» **Records provided**:
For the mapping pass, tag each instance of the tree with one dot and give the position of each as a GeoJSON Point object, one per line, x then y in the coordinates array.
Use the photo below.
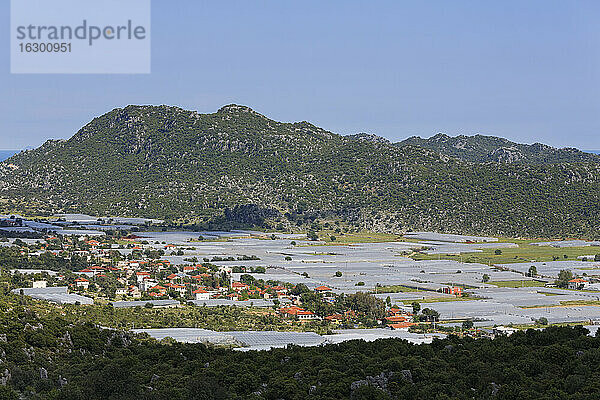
{"type": "Point", "coordinates": [431, 314]}
{"type": "Point", "coordinates": [416, 307]}
{"type": "Point", "coordinates": [532, 271]}
{"type": "Point", "coordinates": [299, 289]}
{"type": "Point", "coordinates": [564, 276]}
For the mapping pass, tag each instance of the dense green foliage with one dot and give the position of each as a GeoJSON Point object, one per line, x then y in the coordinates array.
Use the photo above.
{"type": "Point", "coordinates": [236, 165]}
{"type": "Point", "coordinates": [481, 148]}
{"type": "Point", "coordinates": [45, 357]}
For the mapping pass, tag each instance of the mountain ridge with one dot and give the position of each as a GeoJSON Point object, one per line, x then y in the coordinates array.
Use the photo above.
{"type": "Point", "coordinates": [167, 162]}
{"type": "Point", "coordinates": [483, 148]}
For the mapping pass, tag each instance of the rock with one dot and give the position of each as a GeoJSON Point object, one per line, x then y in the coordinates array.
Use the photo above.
{"type": "Point", "coordinates": [62, 381]}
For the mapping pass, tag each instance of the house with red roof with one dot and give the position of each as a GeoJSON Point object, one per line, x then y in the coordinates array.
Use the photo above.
{"type": "Point", "coordinates": [239, 286]}
{"type": "Point", "coordinates": [201, 294]}
{"type": "Point", "coordinates": [577, 283]}
{"type": "Point", "coordinates": [82, 282]}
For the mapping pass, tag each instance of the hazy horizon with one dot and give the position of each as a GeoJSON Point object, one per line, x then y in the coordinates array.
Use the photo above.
{"type": "Point", "coordinates": [527, 72]}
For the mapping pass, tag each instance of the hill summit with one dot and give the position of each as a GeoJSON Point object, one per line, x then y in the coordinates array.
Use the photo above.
{"type": "Point", "coordinates": [237, 166]}
{"type": "Point", "coordinates": [480, 148]}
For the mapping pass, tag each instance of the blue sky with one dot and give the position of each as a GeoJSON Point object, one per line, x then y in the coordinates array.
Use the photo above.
{"type": "Point", "coordinates": [524, 70]}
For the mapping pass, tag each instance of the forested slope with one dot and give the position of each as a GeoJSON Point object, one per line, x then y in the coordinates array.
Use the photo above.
{"type": "Point", "coordinates": [166, 162]}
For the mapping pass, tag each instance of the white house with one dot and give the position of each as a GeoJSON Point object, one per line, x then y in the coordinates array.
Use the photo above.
{"type": "Point", "coordinates": [201, 294]}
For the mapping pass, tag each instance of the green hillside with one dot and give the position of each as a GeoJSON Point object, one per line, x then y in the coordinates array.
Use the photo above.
{"type": "Point", "coordinates": [166, 162]}
{"type": "Point", "coordinates": [479, 148]}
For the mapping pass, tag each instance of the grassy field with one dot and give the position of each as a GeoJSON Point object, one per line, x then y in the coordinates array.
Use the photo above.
{"type": "Point", "coordinates": [395, 289]}
{"type": "Point", "coordinates": [524, 253]}
{"type": "Point", "coordinates": [439, 300]}
{"type": "Point", "coordinates": [357, 237]}
{"type": "Point", "coordinates": [515, 284]}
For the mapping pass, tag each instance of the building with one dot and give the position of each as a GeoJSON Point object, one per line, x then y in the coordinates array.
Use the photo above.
{"type": "Point", "coordinates": [455, 290]}
{"type": "Point", "coordinates": [201, 294]}
{"type": "Point", "coordinates": [577, 283]}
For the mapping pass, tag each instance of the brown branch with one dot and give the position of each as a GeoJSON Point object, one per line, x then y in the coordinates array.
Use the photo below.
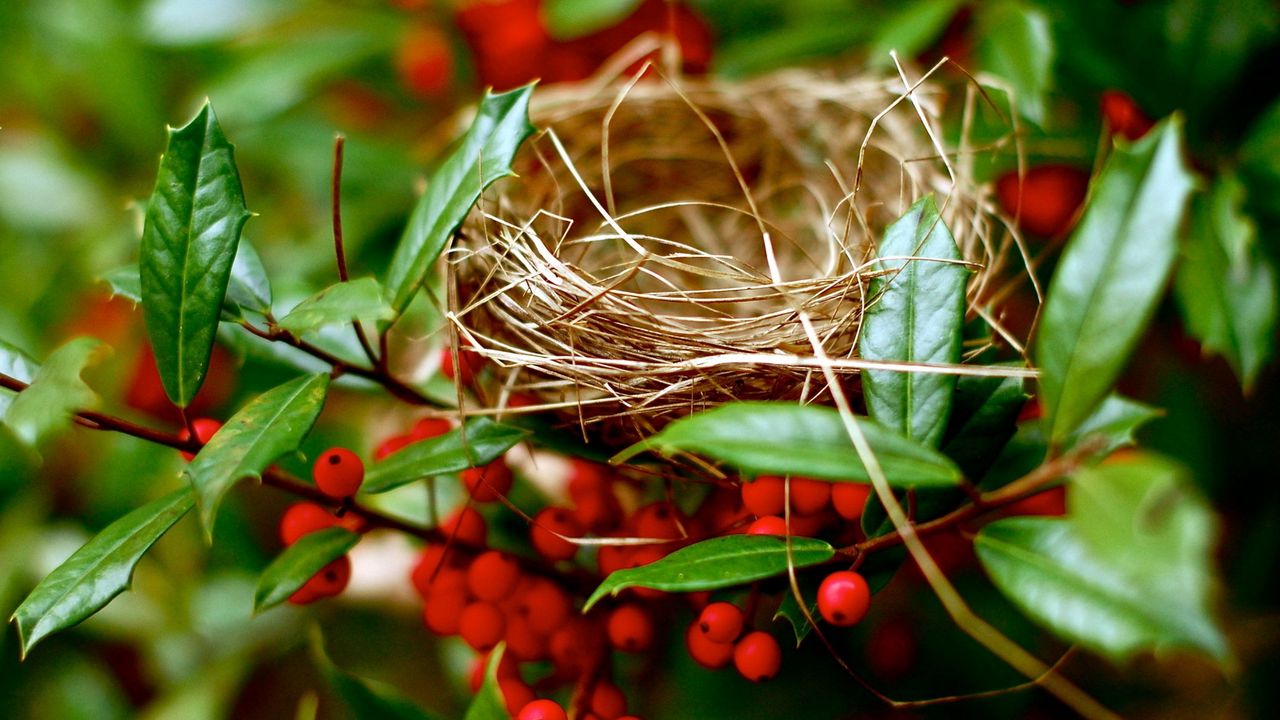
{"type": "Point", "coordinates": [339, 142]}
{"type": "Point", "coordinates": [1025, 486]}
{"type": "Point", "coordinates": [282, 481]}
{"type": "Point", "coordinates": [379, 373]}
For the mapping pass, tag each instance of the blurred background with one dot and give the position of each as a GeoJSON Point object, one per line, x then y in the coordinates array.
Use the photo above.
{"type": "Point", "coordinates": [88, 86]}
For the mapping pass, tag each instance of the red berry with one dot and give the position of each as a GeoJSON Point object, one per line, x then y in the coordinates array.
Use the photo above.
{"type": "Point", "coordinates": [598, 513]}
{"type": "Point", "coordinates": [466, 527]}
{"type": "Point", "coordinates": [809, 496]}
{"type": "Point", "coordinates": [768, 525]}
{"type": "Point", "coordinates": [608, 701]}
{"type": "Point", "coordinates": [1124, 115]}
{"type": "Point", "coordinates": [844, 598]}
{"type": "Point", "coordinates": [630, 628]}
{"type": "Point", "coordinates": [707, 652]}
{"type": "Point", "coordinates": [469, 360]}
{"type": "Point", "coordinates": [721, 621]}
{"type": "Point", "coordinates": [1047, 197]}
{"type": "Point", "coordinates": [425, 62]}
{"type": "Point", "coordinates": [327, 583]}
{"type": "Point", "coordinates": [338, 472]}
{"type": "Point", "coordinates": [542, 710]}
{"type": "Point", "coordinates": [850, 499]}
{"type": "Point", "coordinates": [481, 625]}
{"type": "Point", "coordinates": [574, 646]}
{"type": "Point", "coordinates": [443, 610]}
{"type": "Point", "coordinates": [428, 428]}
{"type": "Point", "coordinates": [547, 605]}
{"type": "Point", "coordinates": [515, 693]}
{"type": "Point", "coordinates": [657, 520]}
{"type": "Point", "coordinates": [205, 429]}
{"type": "Point", "coordinates": [493, 575]}
{"type": "Point", "coordinates": [522, 642]}
{"type": "Point", "coordinates": [549, 524]}
{"type": "Point", "coordinates": [764, 496]}
{"type": "Point", "coordinates": [487, 483]}
{"type": "Point", "coordinates": [758, 656]}
{"type": "Point", "coordinates": [304, 518]}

» **Aim**:
How many lines in the records above contain the word "green"? Reply with the number alone.

» **Solution**:
2